━━ Supplied records ━━

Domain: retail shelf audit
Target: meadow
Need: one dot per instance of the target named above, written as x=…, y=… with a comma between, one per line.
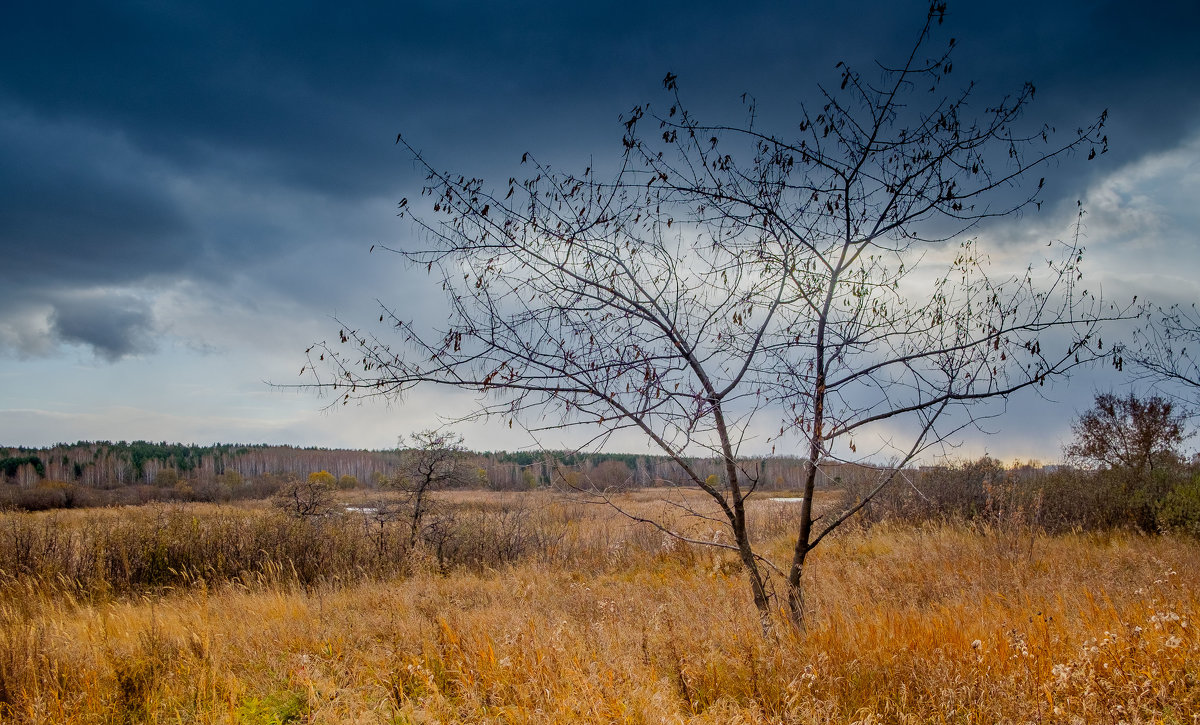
x=540, y=609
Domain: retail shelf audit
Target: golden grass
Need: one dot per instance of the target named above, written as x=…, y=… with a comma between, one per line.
x=907, y=624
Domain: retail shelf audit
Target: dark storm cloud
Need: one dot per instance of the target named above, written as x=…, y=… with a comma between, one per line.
x=79, y=207
x=113, y=325
x=154, y=141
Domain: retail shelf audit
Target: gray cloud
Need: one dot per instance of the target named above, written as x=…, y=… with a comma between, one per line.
x=114, y=325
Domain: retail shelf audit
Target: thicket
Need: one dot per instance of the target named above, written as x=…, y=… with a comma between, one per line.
x=1053, y=499
x=101, y=553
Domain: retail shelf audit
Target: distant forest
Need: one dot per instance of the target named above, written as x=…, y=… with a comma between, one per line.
x=103, y=465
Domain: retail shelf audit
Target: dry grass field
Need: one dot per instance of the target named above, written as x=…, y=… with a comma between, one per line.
x=591, y=619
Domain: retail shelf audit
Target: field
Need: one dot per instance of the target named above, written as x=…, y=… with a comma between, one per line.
x=568, y=612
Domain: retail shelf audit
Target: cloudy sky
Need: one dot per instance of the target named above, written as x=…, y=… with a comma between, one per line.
x=189, y=191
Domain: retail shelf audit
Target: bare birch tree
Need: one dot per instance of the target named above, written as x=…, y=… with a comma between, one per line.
x=820, y=283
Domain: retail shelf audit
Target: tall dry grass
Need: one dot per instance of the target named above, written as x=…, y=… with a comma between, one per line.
x=606, y=622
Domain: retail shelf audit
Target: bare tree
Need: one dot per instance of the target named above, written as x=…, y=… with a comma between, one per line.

━━━

### Directive
Please pull every line of the data above into your answer word for word, leaving out the pictures.

### Right answer
Domain: retail shelf audit
Target: meadow
Need: one dot per instance of the target named above, written as x=…, y=… with a comma between, one per line.
x=540, y=609
Domain: retail shelf audit
Target: golden grass
Need: one dot per instance of the target named above, written as x=…, y=… with a comma between, one per line.
x=907, y=624
Domain: retail shelf audit
Target: dark storm cloud
Need: one dot per instance of the target named above, written as x=…, y=… with a comma between, one per line.
x=79, y=207
x=113, y=325
x=154, y=141
Domain: retail shelf audit
Target: gray cloud
Need: one dot per instance of the target named above, written as x=…, y=… with a comma between, one per line.
x=114, y=325
Domain: retail shelf audit
Target: thicket
Need: one dot per instance of the target named above, written as x=…, y=… with a comma between, one per line.
x=1053, y=499
x=101, y=553
Domain: retail shelf audit
Target: distant forest
Need: one dot per instance of the target named above, written as x=…, y=… with a comma between, one per line.
x=103, y=465
Domain: retail shelf audit
Target: dry grass field
Need: one dot per instance of the target named above, written as x=…, y=… with a comma between, one per line.
x=591, y=619
Domain: retail shelf audit
Target: field
Need: one dot per instance of the target named above, written as x=…, y=… with a comma between, one per line.
x=568, y=612
Domain: retail shelf audit
Target: cloudy sky
Need: one dot per instance of the target named above, written as x=…, y=… with a comma between, one per line.
x=189, y=191
Domain: retail shelf audit
Target: bare birch tree
Need: one dot per instance of the target named above, written as x=…, y=… with a comma between, one per line.
x=820, y=283
Domain: retail shelf audit
Target: tall dry grass
Need: one dot per instance of the target named above, written as x=…, y=… with a comma between, one per line.
x=606, y=622
Domain: retail shelf audit
Target: bare tree
Need: one dot per instance of the target named above, written as x=…, y=… with a comma between, one per line.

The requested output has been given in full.